::: Selected excerpt
Use this handout as a guide for your walk along West Cliff Drive. (PDF | HTML)
Stop at a few geologically significant locations and see if you can notice where Purisima Formation sandstone meets the Santa Cruz Mudstone, learn to identify concretions, and ponder how erosion might impact the future of the Santa Cruz Lighthouse.
We’ve compiled some of our favorite online resources for digging-deeper into natural history. From virtual tours of other natural history collections to digital field guides that can supplement your outdoor adventures, explore what our community (both local and global) has to offer!
Digital Field Guides
Animal Tracks: Nature Tracking compiles animal tracking resources in order to “make learning to identify animal tracks as easy and fun as possible.” We also have our own animal tracking activity, here.
Feathers: The Feather Atlas is an image database dedicated to the identification and study of the flight feathers of North American birds.
Amphibians: Get to know our slithery and slimy friends through AmphibiaWeb, an online field guide and database of amphibians.
Birds: Identify your backyard birds, keep track of what you observe, and get to know the many birds that you encounter any given day through the definitive resource for birds and bird watching in North America — the Cornell Lab of Ornithology and their Merlin Bird ID app.
Marine Animals: The Marine Species Identification Portal offers information on thousands of different species in the world’s oceans and seas.
Digital Databases, Virtual Tours, and More
Biodiversity Heritage Library: An open access digital library for biodiversity literature and archives. BHL’s global consortium of natural history, botanical, and research libraries cooperate to digitize and make their collections accessible as a part of a global “biodiversity commons.”
Cloud Appreciation Society: Get a little poetic about nature and explore the Cloud Appreciation Society who urge you to “Look up, marvel at the ephemeral beauty, and always remember to live life with your head in the clouds!”
National Parks:Maybe your vacation was postponed, but you can still explore our National Parks through these virtual tours.
::::::
• What is required: Rewrite everything from "Stop at a few" down to "has to offer!" in the natural history resources page, swapping "favorite" for "preferred". Work from the natural history resources page alone.
::: Source material
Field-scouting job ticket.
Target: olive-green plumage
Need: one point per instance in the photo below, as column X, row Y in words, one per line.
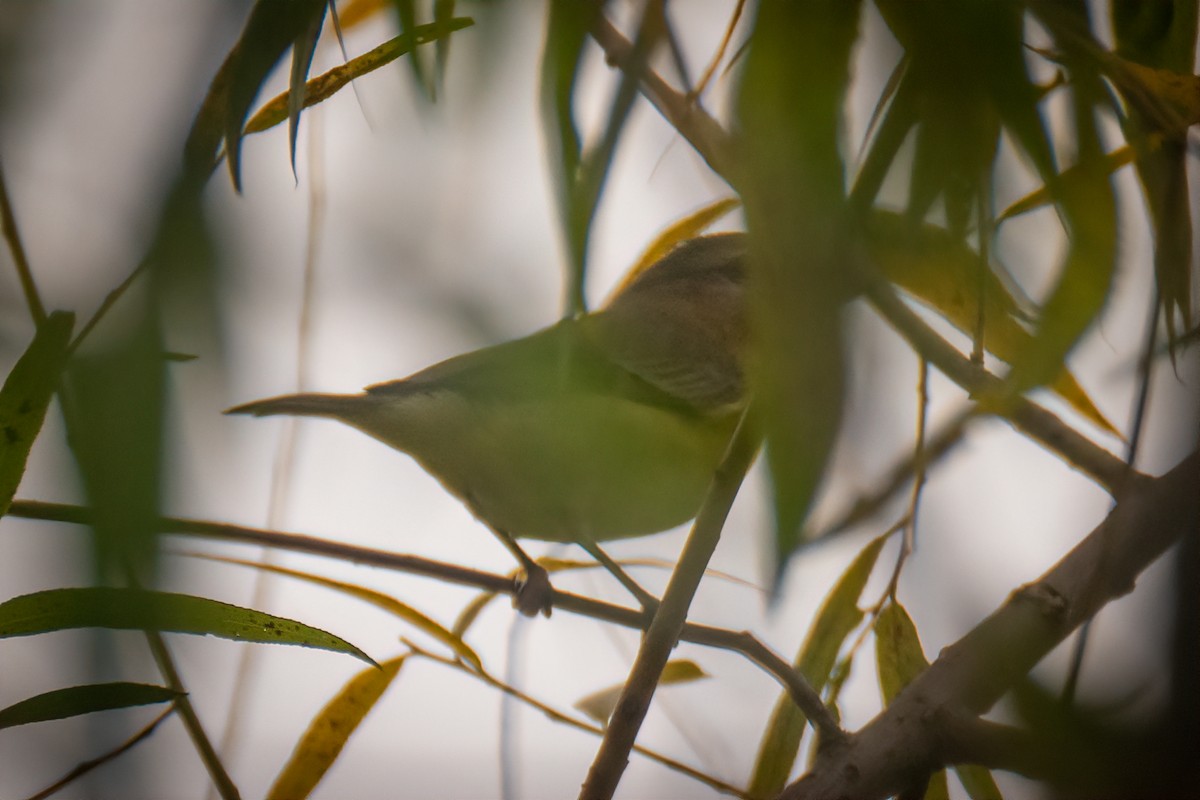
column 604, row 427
::::::
• Result:
Stop at a few geologically significant locations and see if you can notice where Purisima Formation sandstone meets the Santa Cruz Mudstone, learn to identify concretions, and ponder how erosion might impact the future of the Santa Cruz Lighthouse.
We’ve compiled some of our preferred online resources for digging-deeper into natural history. From virtual tours of other natural history collections to digital field guides that can supplement your outdoor adventures, explore what our community (both local and global) has to offer!